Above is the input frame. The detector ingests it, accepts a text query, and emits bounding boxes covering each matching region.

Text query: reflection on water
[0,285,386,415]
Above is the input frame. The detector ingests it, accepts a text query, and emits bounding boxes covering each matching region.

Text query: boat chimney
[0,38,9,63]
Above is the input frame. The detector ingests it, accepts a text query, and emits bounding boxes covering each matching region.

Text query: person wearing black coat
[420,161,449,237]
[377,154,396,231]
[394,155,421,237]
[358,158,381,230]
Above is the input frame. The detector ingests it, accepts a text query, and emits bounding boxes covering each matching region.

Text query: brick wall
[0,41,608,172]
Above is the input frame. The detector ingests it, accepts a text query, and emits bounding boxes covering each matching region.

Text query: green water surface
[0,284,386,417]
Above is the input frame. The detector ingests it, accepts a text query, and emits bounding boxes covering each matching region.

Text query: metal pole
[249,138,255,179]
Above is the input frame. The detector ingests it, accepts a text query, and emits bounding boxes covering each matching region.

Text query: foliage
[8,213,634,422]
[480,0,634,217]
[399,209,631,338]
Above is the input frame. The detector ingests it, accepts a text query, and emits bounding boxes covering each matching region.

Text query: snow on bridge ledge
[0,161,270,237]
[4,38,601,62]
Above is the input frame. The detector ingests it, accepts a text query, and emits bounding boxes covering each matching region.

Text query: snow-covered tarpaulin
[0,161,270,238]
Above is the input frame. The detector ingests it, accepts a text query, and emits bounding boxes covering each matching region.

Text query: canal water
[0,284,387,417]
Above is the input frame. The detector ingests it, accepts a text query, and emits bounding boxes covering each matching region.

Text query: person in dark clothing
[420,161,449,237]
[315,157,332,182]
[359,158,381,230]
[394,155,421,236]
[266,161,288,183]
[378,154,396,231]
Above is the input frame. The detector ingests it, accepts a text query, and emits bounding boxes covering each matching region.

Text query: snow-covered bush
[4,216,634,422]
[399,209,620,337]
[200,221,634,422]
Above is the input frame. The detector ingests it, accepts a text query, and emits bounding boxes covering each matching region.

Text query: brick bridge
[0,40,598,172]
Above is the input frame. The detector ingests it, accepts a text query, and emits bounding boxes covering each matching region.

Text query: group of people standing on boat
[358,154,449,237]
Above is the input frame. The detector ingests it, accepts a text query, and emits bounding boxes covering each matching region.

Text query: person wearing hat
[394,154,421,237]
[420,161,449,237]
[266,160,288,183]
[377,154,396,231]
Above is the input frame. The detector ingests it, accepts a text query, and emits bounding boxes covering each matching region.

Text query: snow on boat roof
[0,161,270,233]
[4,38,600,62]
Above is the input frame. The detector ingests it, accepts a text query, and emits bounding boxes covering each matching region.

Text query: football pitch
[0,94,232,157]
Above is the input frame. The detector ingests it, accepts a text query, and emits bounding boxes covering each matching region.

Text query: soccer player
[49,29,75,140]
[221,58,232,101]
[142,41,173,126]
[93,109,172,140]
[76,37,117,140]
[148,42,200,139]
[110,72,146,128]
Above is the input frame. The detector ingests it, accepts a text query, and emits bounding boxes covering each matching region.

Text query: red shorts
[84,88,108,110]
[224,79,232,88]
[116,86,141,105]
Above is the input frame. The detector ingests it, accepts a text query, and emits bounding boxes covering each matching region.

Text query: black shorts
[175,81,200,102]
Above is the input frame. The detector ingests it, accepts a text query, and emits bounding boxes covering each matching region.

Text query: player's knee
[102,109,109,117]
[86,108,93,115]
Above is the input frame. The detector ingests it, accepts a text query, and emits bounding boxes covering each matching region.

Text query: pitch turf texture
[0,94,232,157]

_ _ _

Task prompt:
Gather every line of the records that contains the word "snow", and copy each one.

Response to the task:
Text query: snow on bridge ledge
Text query: snow-covered tarpaulin
Text query: snow-covered bush
Text query: snow on boat roof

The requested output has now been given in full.